Given information:

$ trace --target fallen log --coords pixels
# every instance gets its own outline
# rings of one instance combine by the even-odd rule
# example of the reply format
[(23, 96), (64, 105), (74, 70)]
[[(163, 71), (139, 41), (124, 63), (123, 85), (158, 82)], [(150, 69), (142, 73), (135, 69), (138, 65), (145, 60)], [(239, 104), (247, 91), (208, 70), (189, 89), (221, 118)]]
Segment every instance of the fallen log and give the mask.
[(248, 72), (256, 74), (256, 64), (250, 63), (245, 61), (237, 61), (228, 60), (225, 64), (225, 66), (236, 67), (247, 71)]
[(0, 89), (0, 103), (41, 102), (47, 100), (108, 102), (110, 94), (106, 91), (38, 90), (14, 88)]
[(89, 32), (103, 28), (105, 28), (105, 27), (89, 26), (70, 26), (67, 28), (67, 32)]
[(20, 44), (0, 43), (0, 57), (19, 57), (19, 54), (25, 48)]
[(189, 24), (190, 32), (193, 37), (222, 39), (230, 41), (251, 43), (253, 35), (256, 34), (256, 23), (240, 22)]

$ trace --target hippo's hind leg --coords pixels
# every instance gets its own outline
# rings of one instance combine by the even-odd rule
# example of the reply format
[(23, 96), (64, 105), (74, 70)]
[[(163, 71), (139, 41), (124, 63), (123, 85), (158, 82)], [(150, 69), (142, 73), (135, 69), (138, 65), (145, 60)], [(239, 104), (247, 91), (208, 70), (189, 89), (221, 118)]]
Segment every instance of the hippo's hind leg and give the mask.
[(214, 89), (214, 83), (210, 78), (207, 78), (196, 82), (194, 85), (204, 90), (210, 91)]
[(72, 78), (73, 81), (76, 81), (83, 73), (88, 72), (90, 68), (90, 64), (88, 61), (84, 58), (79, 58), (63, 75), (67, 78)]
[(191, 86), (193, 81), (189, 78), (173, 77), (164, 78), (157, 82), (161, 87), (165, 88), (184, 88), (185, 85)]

Challenge: Reproduce all of the records above verbatim, line for line, from the first command through the last outline.

Solution to the problem:
$ trace --target fallen log --coords pixels
# every instance gets its own outline
# rings of one instance combine by the even-odd rule
# example of the reply format
[(23, 96), (64, 105), (74, 70)]
[[(163, 71), (139, 41), (124, 63), (123, 85), (158, 82)], [(150, 69), (142, 73), (135, 69), (138, 65), (145, 60)], [(239, 104), (247, 91), (208, 70), (189, 89), (221, 118)]]
Segment every instance of the fallen log and give the mask.
[(248, 72), (256, 74), (256, 64), (250, 63), (245, 61), (237, 61), (228, 60), (225, 64), (225, 66), (236, 67), (247, 71)]
[(0, 89), (0, 103), (41, 102), (47, 100), (108, 102), (110, 94), (106, 91), (38, 90), (14, 88)]
[(89, 32), (103, 28), (105, 28), (105, 27), (89, 26), (70, 26), (67, 28), (67, 32)]
[(20, 44), (0, 43), (0, 57), (19, 57), (19, 54), (25, 48)]
[(189, 24), (190, 32), (193, 37), (222, 39), (230, 41), (251, 43), (253, 35), (256, 34), (256, 23), (240, 22)]

$ trace --target hippo's hind leg --coords pixels
# every instance gets its own outline
# rings of one instance combine by the even-odd rule
# example of the reply format
[(23, 96), (64, 105), (74, 70)]
[[(163, 71), (139, 41), (124, 63), (123, 85), (158, 82)], [(150, 69), (142, 73), (135, 69), (138, 65), (145, 60)], [(239, 104), (247, 91), (208, 70), (189, 89), (221, 118)]]
Segment every instance of the hippo's hind leg and give the mask.
[(214, 89), (214, 83), (210, 78), (207, 78), (196, 82), (194, 85), (204, 90), (210, 91)]
[(72, 78), (73, 81), (76, 81), (83, 73), (88, 72), (90, 68), (90, 64), (88, 61), (84, 58), (79, 58), (63, 75), (67, 78)]
[(191, 86), (193, 81), (189, 78), (173, 77), (164, 78), (157, 82), (161, 87), (165, 88), (184, 88), (185, 85)]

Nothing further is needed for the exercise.